**WHAT TO PRODUCE**:
Below is a set of records. Repeat them verbatim without the pictures.

**DATA FOR ANALYSIS**:
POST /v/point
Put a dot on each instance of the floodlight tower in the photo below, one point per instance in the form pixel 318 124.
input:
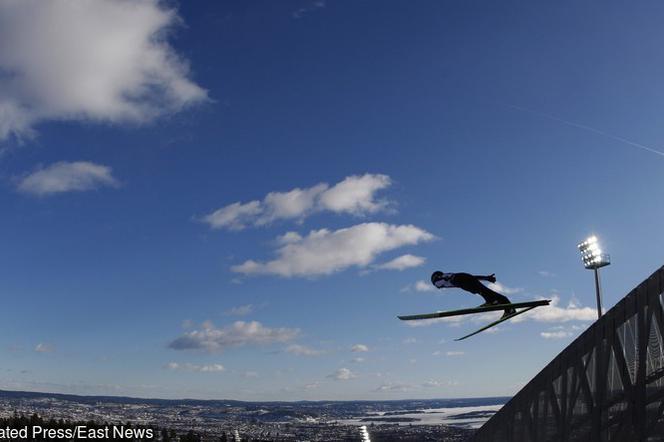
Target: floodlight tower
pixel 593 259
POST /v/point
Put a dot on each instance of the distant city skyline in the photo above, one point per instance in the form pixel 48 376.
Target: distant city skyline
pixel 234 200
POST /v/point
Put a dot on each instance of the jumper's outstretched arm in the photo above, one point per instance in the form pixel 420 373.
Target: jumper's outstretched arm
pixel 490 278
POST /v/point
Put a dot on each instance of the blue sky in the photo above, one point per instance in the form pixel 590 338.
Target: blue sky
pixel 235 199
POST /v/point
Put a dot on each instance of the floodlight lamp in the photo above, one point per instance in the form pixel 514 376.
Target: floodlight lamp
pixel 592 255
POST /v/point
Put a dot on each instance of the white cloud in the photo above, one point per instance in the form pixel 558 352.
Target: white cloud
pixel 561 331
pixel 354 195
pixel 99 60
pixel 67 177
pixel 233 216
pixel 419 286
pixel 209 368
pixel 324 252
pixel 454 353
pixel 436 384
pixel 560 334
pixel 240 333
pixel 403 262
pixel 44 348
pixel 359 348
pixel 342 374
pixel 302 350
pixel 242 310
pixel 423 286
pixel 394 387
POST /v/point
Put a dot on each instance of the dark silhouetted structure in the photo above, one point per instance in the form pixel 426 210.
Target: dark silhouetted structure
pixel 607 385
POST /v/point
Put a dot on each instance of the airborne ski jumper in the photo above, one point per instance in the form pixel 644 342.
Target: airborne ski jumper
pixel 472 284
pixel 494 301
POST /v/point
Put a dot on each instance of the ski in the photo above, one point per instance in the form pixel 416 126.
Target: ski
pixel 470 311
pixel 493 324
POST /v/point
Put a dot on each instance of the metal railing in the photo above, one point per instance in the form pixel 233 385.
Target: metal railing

**SOLVED EXERCISE**:
POST /v/point
Put a dot on each instance of the floodlight tower in the photo below, one point per instance in the form pixel 318 124.
input:
Target: floodlight tower
pixel 593 259
POST /v/point
Put a dot on each instance of the distant city skyline in the photo above, one point per instance in the form pixel 48 376.
Target: distant city skyline
pixel 234 200
POST /v/point
Put a dot on each instance of the jumper's outstretched arm in the photo above, one point per instance in the form pixel 420 373.
Target: jumper's outstretched arm
pixel 490 278
POST /v/point
Put a dot on each instance of the blue sky in the photo above, one point per instance in the form pixel 590 338.
Target: blue sky
pixel 235 199
POST /v/point
Put a dot on each instance of the floodlight lamp in the photo above, one point per instance in the form pixel 514 376.
Target: floodlight lamp
pixel 592 255
POST /v/point
Put a dot on each instance of the white cloud in the photo above, one point per instance in the form pixel 558 352.
Target: white cloud
pixel 561 331
pixel 354 195
pixel 99 60
pixel 67 177
pixel 233 216
pixel 419 286
pixel 209 368
pixel 324 252
pixel 454 353
pixel 436 384
pixel 560 334
pixel 240 333
pixel 403 262
pixel 44 348
pixel 359 348
pixel 342 374
pixel 302 350
pixel 242 310
pixel 423 286
pixel 394 387
POST /v/point
Put a dot on each instance of the dark silhouetted structure in the photo above, one point per instance in the form pixel 426 210.
Target: dark silhouetted structure
pixel 607 385
POST /v/point
Put a dot on each instance of the airborne ski jumper in the photo above, one point per instance in the form pixel 644 342.
Target: airborne ski jumper
pixel 472 284
pixel 494 301
POST /v/point
Put a dot on each instance of the ski in the photo above, one point per instance in the form pixel 416 126.
Target: ski
pixel 470 311
pixel 493 324
POST /v/point
Put a dot on each instance of the metal railing in the photo above, one point per instance in the form pixel 233 385.
Target: metal railing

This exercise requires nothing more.